▶ **DOCUMENT SECTION**
◆ ◆ ◆ ◆
On the Edge in Utah

Whenever I go out-of-town to give a speech, I try to encourage local reporters to investigate mental health services in their communities. When I visited Utah last year to speak at the state’s NAMI convention, I was interviewed by Nancy R. Green, a television producer at KUED, which is affliated with the University of Utah.  

The great thing about Nancy is that she is an investigative reporter, so she wasn’t satisfied listening to me talk about what happened to Mike and my investigation in the Miami Dade Pre-Trial Detention Center for my book CRAZY: A Father’s Service Through America’s Mental Health Madness.  After she spent time talking to me on camera, she launched her own investigation to discover what is happening today in Utah. Her report, On the Edge, is top-notch and provides a real public service to the state.

Nancy’s report should win a bunch of awards, but even more important, the documentary is sparking debate in the state about what she discovered. NAMI gave Utah a “D” grade in its last national report card and the KUED documentary looks at why the state is failing to help many of its most needy residents.  Reports such as Nancy’s not only educate the public and make politicians uncomfortable, they also help us fight stigma.  People realize that there should be no shame in having a mental disorder, only shame in not providing services to those who do so that they can recover.

I often feel that reporting such as Nancy’s is going out of style, especially when it comes to dealing with tough and often troubling subjects, such as mental illness. Instead, it seems the most popular television shows feature talking heads that scream at each other or fluff journalism about the latest Hollywood scandal.

You can watch Nancy’s thoughtful and well-done documentary here.

I wish there were more such reporters and stations willing to invest the time and effort to expose problems and offer solutions.

Thanks Nancy for letting me be part of your documentary.
◆ ◆ ◆ ◆
▶ **LISTED RECORDS**

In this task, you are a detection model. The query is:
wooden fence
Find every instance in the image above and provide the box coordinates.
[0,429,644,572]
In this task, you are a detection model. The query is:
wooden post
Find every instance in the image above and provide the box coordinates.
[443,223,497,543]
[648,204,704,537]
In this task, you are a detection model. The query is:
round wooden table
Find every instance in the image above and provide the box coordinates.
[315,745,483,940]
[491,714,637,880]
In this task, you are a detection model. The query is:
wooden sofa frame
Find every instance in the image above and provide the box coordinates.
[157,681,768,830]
◆ ◆ ◆ ◆
▶ **SET OF TASKS**
1. Using the post about the Utah documentary, answer the following:
(a) At which station is Nancy R. Green a television producer?
(b) What grade did NAMI give Utah in its last national report card?
(c) According to the author, what do the most popular television shows feature instead of reporting such as Nancy's?
2. Write a continuation of the post about the Utah documentary, beginning after its final sentence.

▶ **EXPECTED OUTPUTS**
1.
(a) KUED, which is affiliated with the University of Utah.
(b) A "D."
(c) Talking heads that scream at each other, or fluff journalism about the latest Hollywood scandal.

2.
About the author:

Pete Earley is the bestselling author of such books as The Hot House and Crazy. When he is not spending time with his family, he tours the globe advocating for mental health reform.

Learn more about Pete.


  1. advocate4change says

    Excellent except for the omission of impact of one of the major symptoms of schizophrenia and bipolar which is anosognosia or lack of insight which affects up to fifty percent of individuals with these severe mental illnesses. Anosognosia is listed in the DSM-IV-TR (text revision) where it states that it “has been found to be predictive of an increased number of involuntary hospital admissions, poorer psychosocial functioning, and a poorer course of illness.” One of the ways to help someone with a severe mental illness and anosognosia with a history of not accepting treatment is through sensible court-ordered assisted outpatient treatment (AOT) in the community. While CIT trained officers are essential, one of the police associations in our state has signed a resolution to pass our proposed AOT legislation because it would “provide consistent, sustained treatment for people with severe mental illness and it reduces the number of times officers intervene in these crisis situations.”

    Of couse we need supports in place in our communities, but we should also reach out to those individuals with mental illness and anosognosia to ensure they are able to access those services and programs.